● What you have to do
Reproduce the data below word for word, starting at the line that contains "For the dark brown" and continuing through the final line, with both ends included.

:::::

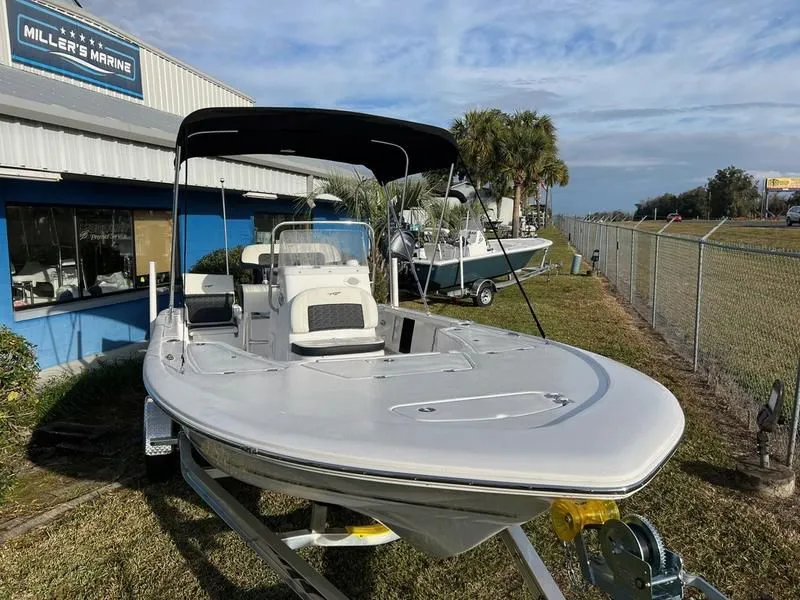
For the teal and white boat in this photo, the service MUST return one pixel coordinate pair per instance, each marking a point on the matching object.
(469, 265)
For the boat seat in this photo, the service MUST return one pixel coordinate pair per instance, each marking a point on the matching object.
(332, 321)
(255, 304)
(208, 303)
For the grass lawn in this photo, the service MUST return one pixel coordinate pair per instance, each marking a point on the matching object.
(160, 541)
(751, 233)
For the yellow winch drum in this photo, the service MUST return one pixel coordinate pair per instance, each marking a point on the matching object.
(569, 517)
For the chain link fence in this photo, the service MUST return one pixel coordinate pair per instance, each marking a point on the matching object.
(732, 311)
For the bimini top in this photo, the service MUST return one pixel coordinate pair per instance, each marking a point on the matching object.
(336, 135)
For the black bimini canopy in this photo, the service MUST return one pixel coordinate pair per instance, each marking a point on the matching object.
(335, 135)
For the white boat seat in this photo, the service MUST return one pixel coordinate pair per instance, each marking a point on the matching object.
(255, 304)
(208, 300)
(330, 321)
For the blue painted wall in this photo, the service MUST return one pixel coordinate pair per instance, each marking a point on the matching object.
(65, 337)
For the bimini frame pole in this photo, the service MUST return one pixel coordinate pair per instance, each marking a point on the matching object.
(225, 225)
(173, 259)
(390, 213)
(445, 204)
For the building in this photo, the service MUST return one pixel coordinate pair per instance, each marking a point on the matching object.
(88, 120)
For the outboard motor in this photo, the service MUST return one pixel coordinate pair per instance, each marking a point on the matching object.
(403, 245)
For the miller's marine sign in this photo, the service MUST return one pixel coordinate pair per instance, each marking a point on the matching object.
(51, 41)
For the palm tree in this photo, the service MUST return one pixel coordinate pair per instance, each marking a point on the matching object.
(524, 143)
(476, 134)
(554, 172)
(364, 199)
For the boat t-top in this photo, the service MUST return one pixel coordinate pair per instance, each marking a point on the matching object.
(439, 431)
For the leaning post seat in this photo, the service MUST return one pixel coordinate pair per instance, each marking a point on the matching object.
(208, 301)
(332, 321)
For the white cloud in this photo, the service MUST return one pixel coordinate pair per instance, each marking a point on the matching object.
(687, 86)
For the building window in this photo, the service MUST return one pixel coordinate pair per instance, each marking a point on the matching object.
(152, 236)
(105, 243)
(114, 247)
(41, 249)
(265, 222)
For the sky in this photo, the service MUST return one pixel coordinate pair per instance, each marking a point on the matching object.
(649, 96)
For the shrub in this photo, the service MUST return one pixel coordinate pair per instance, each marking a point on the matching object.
(18, 376)
(18, 372)
(214, 263)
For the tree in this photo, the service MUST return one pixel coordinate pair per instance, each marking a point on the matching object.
(364, 199)
(476, 134)
(510, 151)
(526, 141)
(733, 193)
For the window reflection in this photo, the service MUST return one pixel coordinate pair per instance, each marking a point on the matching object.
(114, 248)
(41, 244)
(153, 235)
(105, 240)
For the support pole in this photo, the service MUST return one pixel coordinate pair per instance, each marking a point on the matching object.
(534, 573)
(173, 270)
(461, 262)
(395, 284)
(700, 251)
(225, 225)
(655, 282)
(630, 273)
(795, 419)
(152, 295)
(699, 294)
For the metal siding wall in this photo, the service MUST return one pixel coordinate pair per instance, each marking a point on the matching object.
(166, 85)
(5, 36)
(34, 146)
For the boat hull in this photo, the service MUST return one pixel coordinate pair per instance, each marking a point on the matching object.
(447, 274)
(439, 522)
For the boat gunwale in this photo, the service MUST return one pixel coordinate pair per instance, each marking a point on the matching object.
(486, 486)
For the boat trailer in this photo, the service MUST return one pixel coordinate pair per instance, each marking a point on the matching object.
(482, 291)
(633, 563)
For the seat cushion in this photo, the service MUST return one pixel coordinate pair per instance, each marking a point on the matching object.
(329, 308)
(336, 347)
(209, 309)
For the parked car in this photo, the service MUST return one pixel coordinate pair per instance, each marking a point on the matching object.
(793, 216)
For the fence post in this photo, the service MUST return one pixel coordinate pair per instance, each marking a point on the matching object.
(655, 282)
(700, 291)
(616, 256)
(795, 418)
(630, 274)
(697, 303)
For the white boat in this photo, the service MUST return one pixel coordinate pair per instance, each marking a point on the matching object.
(469, 264)
(445, 431)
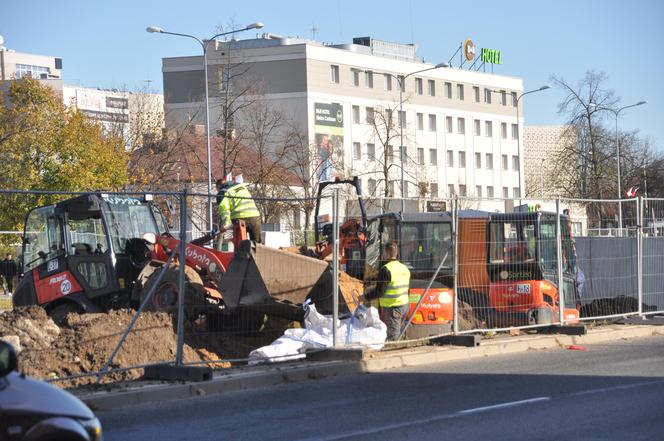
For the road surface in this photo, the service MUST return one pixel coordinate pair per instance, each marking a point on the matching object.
(612, 391)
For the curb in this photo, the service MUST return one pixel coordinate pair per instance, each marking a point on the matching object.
(370, 362)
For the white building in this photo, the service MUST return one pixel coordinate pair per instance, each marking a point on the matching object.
(460, 127)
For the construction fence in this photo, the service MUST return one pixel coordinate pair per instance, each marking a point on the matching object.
(476, 265)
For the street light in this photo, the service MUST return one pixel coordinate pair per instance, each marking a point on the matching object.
(204, 43)
(616, 112)
(401, 80)
(518, 133)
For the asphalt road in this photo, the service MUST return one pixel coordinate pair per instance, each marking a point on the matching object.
(611, 391)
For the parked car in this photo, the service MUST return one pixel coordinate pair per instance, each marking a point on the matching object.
(32, 410)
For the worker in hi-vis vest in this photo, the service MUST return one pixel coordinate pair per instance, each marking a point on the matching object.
(391, 290)
(235, 203)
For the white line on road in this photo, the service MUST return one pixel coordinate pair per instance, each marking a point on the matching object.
(612, 388)
(503, 405)
(384, 428)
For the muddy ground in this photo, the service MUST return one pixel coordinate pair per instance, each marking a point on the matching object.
(83, 343)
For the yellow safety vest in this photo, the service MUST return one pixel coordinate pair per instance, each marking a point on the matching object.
(396, 293)
(237, 204)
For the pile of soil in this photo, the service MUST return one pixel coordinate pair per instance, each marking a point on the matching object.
(83, 343)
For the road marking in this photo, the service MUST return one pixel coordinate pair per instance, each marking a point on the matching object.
(612, 388)
(447, 416)
(503, 405)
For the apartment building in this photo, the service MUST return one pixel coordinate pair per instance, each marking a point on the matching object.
(460, 128)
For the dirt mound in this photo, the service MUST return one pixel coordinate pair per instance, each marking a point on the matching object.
(85, 342)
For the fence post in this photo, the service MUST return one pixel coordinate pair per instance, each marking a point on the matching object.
(639, 253)
(455, 237)
(181, 279)
(335, 267)
(559, 251)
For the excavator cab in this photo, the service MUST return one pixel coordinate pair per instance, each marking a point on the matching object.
(80, 255)
(425, 244)
(523, 269)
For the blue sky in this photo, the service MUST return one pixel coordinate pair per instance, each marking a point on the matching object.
(104, 43)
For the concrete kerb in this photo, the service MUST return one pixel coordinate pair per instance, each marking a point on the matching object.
(371, 362)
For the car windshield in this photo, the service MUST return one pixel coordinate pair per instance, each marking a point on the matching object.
(128, 218)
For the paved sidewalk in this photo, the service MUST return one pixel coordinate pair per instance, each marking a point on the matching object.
(354, 362)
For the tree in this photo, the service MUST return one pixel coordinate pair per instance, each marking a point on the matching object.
(45, 146)
(589, 146)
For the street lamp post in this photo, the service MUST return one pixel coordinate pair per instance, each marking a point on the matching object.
(518, 134)
(616, 112)
(204, 43)
(402, 121)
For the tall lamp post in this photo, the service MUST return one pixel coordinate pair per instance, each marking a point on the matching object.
(402, 121)
(204, 44)
(518, 133)
(616, 112)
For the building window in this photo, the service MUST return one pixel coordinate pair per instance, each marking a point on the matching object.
(460, 91)
(369, 115)
(389, 154)
(356, 114)
(357, 151)
(371, 184)
(488, 159)
(418, 86)
(334, 73)
(356, 77)
(371, 152)
(434, 189)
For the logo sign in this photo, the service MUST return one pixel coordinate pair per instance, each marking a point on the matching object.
(469, 49)
(52, 265)
(65, 287)
(491, 56)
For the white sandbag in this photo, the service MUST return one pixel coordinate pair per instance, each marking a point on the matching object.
(364, 328)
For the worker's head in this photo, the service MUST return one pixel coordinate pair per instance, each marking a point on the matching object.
(390, 250)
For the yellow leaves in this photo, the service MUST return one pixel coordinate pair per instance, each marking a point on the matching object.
(45, 146)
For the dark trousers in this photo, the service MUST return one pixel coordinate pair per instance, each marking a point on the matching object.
(394, 318)
(254, 228)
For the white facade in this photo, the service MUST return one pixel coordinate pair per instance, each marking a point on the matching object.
(301, 75)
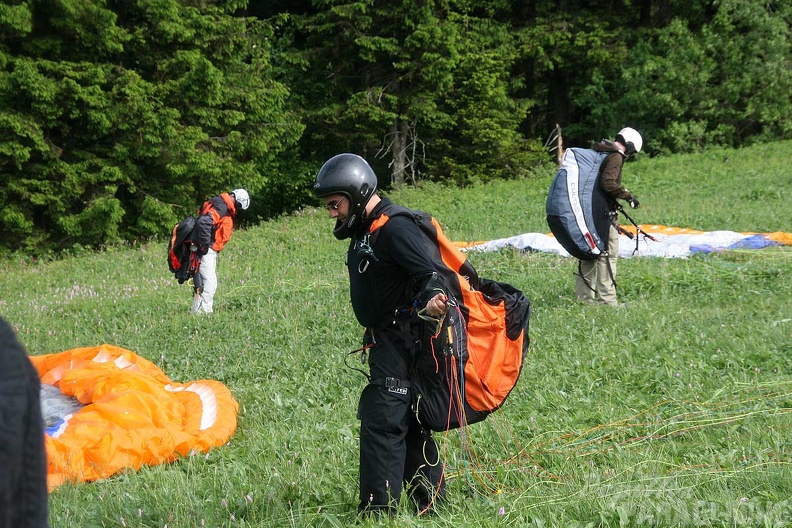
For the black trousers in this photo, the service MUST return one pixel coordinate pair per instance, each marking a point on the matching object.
(23, 460)
(395, 451)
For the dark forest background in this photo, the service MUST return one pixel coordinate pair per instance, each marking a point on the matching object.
(118, 118)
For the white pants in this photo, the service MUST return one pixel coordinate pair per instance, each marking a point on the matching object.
(202, 303)
(596, 281)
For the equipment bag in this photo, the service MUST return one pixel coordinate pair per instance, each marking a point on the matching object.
(183, 262)
(576, 207)
(478, 348)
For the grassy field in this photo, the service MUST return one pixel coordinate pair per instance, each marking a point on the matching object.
(674, 411)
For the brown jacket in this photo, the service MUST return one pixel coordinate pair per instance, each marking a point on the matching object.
(610, 172)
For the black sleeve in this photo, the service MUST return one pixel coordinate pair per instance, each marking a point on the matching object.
(417, 255)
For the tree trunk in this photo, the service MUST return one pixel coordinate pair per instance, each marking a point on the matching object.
(399, 134)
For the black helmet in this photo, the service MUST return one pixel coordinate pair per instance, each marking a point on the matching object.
(351, 176)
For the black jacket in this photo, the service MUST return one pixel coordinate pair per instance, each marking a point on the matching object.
(393, 268)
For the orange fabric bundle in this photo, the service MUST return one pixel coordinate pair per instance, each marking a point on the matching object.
(133, 414)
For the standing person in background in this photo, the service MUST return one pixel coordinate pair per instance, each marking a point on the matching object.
(212, 230)
(23, 459)
(596, 281)
(392, 281)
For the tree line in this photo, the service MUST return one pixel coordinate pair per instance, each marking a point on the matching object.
(119, 117)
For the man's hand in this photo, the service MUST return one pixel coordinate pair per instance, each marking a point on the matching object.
(437, 305)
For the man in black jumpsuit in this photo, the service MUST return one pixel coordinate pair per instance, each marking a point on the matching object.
(392, 278)
(23, 459)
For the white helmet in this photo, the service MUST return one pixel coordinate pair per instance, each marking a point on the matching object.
(242, 198)
(631, 139)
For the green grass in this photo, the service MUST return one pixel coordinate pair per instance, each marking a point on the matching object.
(674, 411)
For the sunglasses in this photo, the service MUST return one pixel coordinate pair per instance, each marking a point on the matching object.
(334, 205)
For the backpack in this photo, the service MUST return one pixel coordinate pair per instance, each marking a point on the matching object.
(576, 207)
(182, 262)
(478, 351)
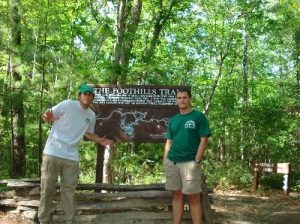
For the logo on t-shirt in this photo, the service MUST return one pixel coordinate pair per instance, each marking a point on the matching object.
(87, 121)
(190, 124)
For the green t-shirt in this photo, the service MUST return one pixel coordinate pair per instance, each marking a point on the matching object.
(185, 131)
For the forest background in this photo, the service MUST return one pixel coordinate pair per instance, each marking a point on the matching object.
(241, 58)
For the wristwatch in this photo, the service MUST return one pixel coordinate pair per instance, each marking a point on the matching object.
(197, 160)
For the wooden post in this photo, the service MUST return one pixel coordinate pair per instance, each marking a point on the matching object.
(99, 165)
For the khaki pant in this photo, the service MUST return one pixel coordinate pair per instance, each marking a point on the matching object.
(68, 170)
(183, 176)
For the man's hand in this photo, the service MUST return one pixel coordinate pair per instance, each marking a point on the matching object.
(102, 141)
(48, 116)
(105, 142)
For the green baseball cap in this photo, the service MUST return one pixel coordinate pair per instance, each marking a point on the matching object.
(85, 88)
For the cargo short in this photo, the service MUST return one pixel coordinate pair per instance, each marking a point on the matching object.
(183, 176)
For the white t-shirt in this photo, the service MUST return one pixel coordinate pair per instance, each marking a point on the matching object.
(68, 130)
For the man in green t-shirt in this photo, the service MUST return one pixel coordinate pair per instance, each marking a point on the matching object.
(187, 137)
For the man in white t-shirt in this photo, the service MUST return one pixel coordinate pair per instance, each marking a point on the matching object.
(72, 120)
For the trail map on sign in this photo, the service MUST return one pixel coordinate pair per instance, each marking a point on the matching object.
(134, 113)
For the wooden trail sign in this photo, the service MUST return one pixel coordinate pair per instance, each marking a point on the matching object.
(280, 168)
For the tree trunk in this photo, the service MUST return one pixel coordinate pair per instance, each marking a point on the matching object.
(17, 98)
(297, 58)
(42, 90)
(245, 89)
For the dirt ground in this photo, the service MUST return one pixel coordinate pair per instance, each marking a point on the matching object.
(234, 207)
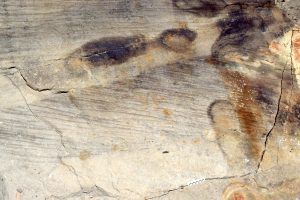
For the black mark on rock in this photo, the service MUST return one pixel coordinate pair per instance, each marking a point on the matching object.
(205, 8)
(210, 110)
(114, 50)
(296, 111)
(239, 33)
(178, 40)
(264, 95)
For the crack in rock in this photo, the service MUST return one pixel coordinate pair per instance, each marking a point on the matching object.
(198, 181)
(274, 124)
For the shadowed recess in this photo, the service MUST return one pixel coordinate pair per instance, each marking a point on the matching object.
(114, 50)
(205, 8)
(177, 39)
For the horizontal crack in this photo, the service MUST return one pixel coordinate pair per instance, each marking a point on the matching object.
(197, 182)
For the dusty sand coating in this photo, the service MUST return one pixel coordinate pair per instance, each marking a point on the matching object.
(135, 99)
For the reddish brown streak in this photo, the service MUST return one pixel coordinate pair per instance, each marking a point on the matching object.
(246, 108)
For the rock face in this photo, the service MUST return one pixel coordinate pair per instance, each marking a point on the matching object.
(137, 99)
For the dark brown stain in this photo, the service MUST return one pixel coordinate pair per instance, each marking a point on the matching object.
(249, 28)
(203, 8)
(296, 111)
(114, 50)
(210, 112)
(296, 49)
(242, 96)
(178, 40)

:::::

● Answer
For the dark brown stain in this photo, the service MUST return one pixel coordinate pair per instance, each marking a point on the matching object.
(249, 28)
(203, 8)
(296, 111)
(114, 50)
(210, 112)
(296, 49)
(242, 96)
(178, 40)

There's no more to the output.